Goal:
Rewrite the listing below with "marker" changed to "pin" wherever it appears, leaving everything else as it is.

# Start of Task input

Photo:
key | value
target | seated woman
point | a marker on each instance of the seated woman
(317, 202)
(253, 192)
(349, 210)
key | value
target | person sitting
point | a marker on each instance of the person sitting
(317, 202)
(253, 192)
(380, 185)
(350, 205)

# End of Task input

Reply:
Photo:
key | value
target | seated woman
point | a pin on each instance of the seated woman
(317, 202)
(253, 192)
(349, 210)
key | value
target | person sitting
point | a pin on each instance of the person sitting
(317, 202)
(253, 192)
(380, 185)
(350, 205)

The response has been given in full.